■ Work to be completed:
Can you copy out the material again, beginning at the line that has "Roster-mapping task: tag the microphone" and stopping after its final line, keeping every line and shifting each numeric x and y coordinate by -83?
** Begin **
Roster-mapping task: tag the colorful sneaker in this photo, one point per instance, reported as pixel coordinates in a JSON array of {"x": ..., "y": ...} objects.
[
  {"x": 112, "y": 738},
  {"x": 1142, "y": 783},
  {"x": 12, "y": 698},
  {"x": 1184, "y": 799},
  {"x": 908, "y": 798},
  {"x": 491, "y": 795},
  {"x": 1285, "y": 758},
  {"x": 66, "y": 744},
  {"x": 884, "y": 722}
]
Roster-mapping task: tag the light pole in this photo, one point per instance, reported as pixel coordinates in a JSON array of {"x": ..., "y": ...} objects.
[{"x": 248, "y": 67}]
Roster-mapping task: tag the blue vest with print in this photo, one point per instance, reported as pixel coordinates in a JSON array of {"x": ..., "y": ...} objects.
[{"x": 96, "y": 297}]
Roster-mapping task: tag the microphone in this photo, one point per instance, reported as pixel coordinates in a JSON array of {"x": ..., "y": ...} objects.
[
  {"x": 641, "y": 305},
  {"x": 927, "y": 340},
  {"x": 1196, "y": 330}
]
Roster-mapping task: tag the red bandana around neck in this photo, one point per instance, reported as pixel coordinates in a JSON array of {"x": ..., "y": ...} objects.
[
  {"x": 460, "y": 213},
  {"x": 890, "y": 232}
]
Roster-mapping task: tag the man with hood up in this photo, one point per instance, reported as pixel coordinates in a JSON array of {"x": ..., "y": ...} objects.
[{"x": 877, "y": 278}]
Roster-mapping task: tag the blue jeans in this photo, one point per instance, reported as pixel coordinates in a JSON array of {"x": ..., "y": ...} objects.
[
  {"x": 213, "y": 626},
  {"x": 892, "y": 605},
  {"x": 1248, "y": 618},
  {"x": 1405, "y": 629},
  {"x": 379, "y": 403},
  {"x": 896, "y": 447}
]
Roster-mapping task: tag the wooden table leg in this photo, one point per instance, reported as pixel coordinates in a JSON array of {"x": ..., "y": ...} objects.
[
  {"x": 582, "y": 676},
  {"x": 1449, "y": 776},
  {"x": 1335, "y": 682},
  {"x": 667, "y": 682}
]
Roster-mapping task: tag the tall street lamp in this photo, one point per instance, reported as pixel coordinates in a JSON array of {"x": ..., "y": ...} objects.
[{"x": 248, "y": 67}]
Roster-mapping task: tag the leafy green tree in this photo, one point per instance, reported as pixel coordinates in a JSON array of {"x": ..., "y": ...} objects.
** End **
■ Exercise result:
Roster-mapping task: tag the microphone in this photo, one point per instance, reported as pixel coordinates in a JSON array of {"x": ..., "y": ...} objects.
[
  {"x": 558, "y": 222},
  {"x": 844, "y": 257},
  {"x": 1113, "y": 247}
]
Roster-mapping task: tag the red bandana around neck in this photo, one point per instance, reported as pixel coordinates in a JSON array of {"x": ..., "y": ...} objects.
[
  {"x": 377, "y": 130},
  {"x": 807, "y": 149}
]
Roster-mapping task: tag the man with hood up in this photo, one point per instance, reported as pixel coordinates in a JSON array of {"x": ..., "y": ...} objects.
[{"x": 794, "y": 195}]
Roster-mapping task: tag the blue jeans in this photo, one point per instance, reported as pixel coordinates in a JSON array of {"x": ..., "y": ...} objects.
[
  {"x": 130, "y": 543},
  {"x": 809, "y": 522},
  {"x": 1165, "y": 535},
  {"x": 1322, "y": 546},
  {"x": 296, "y": 320},
  {"x": 813, "y": 364}
]
Roster-mapping task: tag the wooden table leg in this photo, one point per instance, reported as pixel coordinates in a JSON array of {"x": ..., "y": ...} objects.
[
  {"x": 499, "y": 593},
  {"x": 1366, "y": 693},
  {"x": 1252, "y": 599},
  {"x": 584, "y": 599}
]
Roster-mapping task: tag the tall street lamp in this photo, one point per instance, reported as pixel coordinates in a JSON array of {"x": ..., "y": ...} objects.
[{"x": 165, "y": -16}]
Roster-mapping task: tag the leafy green tree in this photo, one point per instance, reported as pixel coordinates in a JSON array of {"x": ..., "y": ...} objects.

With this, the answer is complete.